### Given text
______________________________
# How much did you gain last year?



## degek2001 (Jan 3, 2010)

In 2009 my wife Tummytubby has gained a lot, specially in the last 3 months. More than 22 lbs she's gained. I want to know how much did you gain last year and how much do you want to gain in 2010?


----------



## bigjayne66 (Jan 3, 2010)

About 28lbs,but less than 2008 I gained about 35lbs then.
I am 194lbs heavier than in 2003...


----------



## GettingChubby (Jan 3, 2010)

Went from 126-162lbs

Hoping to reach 200


----------



## Clyde (Jan 4, 2010)

155 to 176


----------



## vampirekitten (Jan 4, 2010)

I went from last date I know of was 2/09 was about 245 now as of 12/31 I was 346 so 101 pounds!!! :smitten::wubu: I'm hoping to get to 450 this year :eat1::wubu:


----------



## BigCuddlyFA (Jan 4, 2010)

WOWZA you go get them pounds vampire girl!


----------



## vampirekitten (Jan 4, 2010)

thanks!! I'm working on it  :wubu:


----------



## bigjayne66 (Jan 5, 2010)

vampirekitten said:


> I went from last date I know of was 2/09 was about 245 now as of 12/31 I was 346 so 101 pounds!!! :smitten::wubu: I'm hoping to get to 450 this year :eat1::wubu:



HELP !! You're catching me up...58lbs to go lol.:eat1:


----------



## BBW MeganLynn44DD (Jan 5, 2010)

about 30 lbs I gained...I can feel a big difference in the last few months,since about Halloween.My boyfriend says I look different also.I don't see it,but I do feel it in my belly.I would have to say that I'm at my limit,at maximum load for my height.
______________________________
### Problems to solve
1. According to the forum thread, about how much weight did bigjayne66 gain in 2008?
2. Translate the sentence "My boyfriend says I look different also." from the forum thread into Spanish.
The listing comes from a separate source and is unrelated to the forum thread.

### Data extract
______________________________
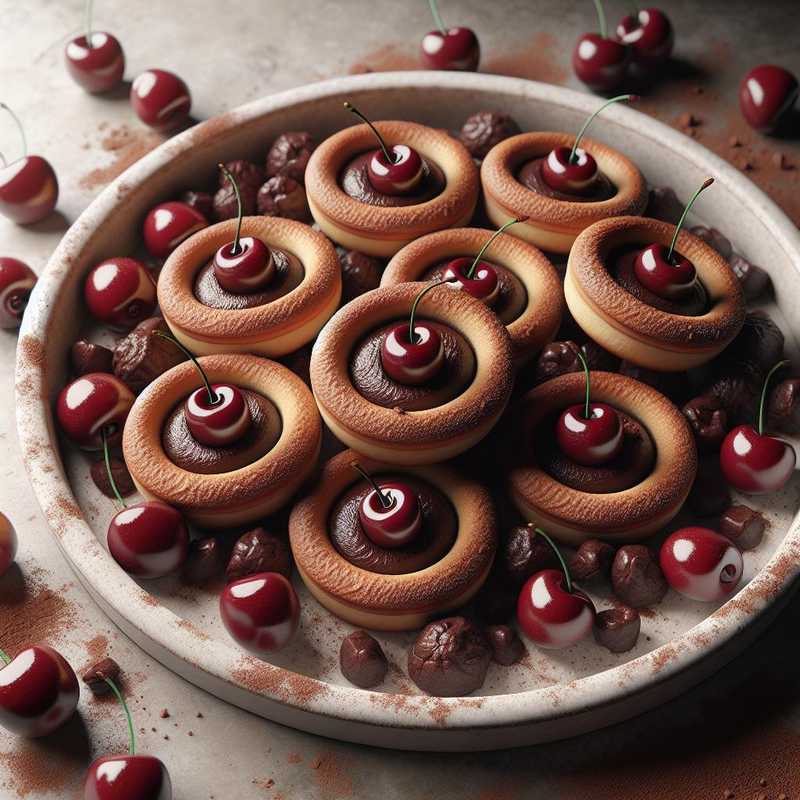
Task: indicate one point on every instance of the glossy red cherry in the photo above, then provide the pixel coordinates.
______________________________
### Solution list
1. About 35 lbs.

2. Mi novio dice que también me veo diferente.